WORK TO BE COMPLETED => Could you rewrite the material from the line containing "Guideline: one keypoint for each instance of the cascading" through the end of the material, both ends included, and nothing else? Keep the requests and their sample coordinates unchanged, but multiply every coordinate in the answers by 2.1 and round to whole numbers, with halves rounded up.

RECORD EXCERPTS =>
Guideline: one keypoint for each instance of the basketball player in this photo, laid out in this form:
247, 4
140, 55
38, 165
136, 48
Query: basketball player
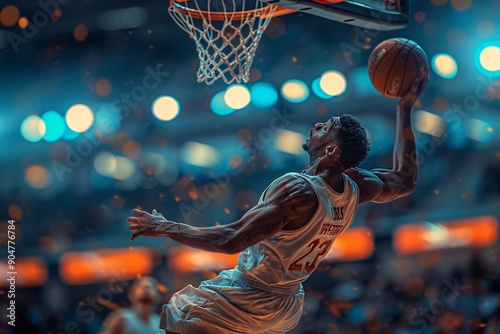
140, 317
291, 229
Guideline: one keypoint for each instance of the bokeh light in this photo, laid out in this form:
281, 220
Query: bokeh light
219, 106
37, 176
444, 65
295, 91
166, 108
55, 126
318, 91
333, 83
264, 95
489, 58
237, 96
105, 163
199, 154
9, 15
79, 118
33, 128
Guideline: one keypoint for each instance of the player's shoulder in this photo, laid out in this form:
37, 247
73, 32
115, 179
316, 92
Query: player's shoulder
368, 183
294, 185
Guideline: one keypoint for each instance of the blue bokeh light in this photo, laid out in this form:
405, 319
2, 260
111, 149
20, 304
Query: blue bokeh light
55, 126
264, 95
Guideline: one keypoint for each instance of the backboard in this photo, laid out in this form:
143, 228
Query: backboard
368, 14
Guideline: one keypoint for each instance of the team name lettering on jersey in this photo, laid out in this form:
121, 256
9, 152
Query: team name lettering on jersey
338, 212
330, 229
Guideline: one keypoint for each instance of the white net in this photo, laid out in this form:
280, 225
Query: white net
226, 33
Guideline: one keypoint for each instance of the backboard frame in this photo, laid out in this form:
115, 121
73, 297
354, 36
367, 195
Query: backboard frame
359, 13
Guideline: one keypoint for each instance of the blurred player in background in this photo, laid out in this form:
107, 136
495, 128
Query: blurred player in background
291, 229
140, 317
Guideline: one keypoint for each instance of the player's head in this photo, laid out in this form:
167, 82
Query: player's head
144, 290
341, 139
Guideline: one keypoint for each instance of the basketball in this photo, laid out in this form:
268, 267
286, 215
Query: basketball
394, 64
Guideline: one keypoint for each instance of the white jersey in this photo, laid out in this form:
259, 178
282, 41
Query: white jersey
286, 259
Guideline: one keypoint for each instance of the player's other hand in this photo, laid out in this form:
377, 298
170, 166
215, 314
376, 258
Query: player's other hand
409, 99
147, 224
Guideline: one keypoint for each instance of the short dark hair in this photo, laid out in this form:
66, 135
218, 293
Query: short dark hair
353, 141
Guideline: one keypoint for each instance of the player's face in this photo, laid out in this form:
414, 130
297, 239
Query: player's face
321, 135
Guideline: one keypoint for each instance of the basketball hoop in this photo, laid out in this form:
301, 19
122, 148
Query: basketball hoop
226, 33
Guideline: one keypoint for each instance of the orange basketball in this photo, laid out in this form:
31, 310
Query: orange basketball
394, 64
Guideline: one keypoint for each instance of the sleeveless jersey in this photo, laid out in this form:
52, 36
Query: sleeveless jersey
280, 263
132, 324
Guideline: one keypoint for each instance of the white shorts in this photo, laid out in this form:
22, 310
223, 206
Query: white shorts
227, 306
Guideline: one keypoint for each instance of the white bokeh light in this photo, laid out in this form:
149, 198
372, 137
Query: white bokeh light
237, 96
79, 118
166, 108
333, 83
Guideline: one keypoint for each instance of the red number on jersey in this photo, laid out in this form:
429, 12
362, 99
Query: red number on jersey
309, 266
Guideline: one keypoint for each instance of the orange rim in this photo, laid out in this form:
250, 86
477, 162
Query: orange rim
223, 16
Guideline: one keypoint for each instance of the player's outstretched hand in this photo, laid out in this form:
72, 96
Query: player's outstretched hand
409, 99
147, 224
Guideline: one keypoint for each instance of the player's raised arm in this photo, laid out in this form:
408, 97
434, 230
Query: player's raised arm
286, 199
385, 185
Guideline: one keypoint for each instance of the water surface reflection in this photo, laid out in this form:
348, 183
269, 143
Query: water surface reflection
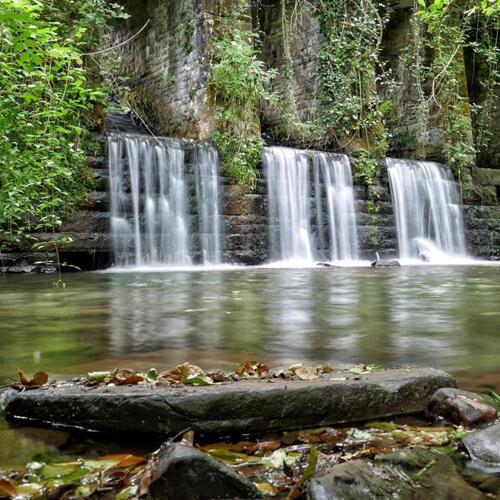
447, 317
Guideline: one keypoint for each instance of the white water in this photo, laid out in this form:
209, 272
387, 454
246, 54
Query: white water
295, 191
151, 223
426, 204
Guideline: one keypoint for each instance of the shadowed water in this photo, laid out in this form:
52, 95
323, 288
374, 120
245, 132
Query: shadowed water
445, 317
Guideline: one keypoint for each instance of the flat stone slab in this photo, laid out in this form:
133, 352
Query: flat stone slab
245, 406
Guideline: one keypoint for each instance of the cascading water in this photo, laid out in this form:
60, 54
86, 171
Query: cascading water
207, 194
427, 207
150, 202
295, 191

EXERCISE RESPONSE =>
Guideline: one keypoint for each instance of the cascading water in this photo, laid out in this form:
60, 54
86, 171
Query: cascading water
435, 407
897, 435
315, 424
620, 401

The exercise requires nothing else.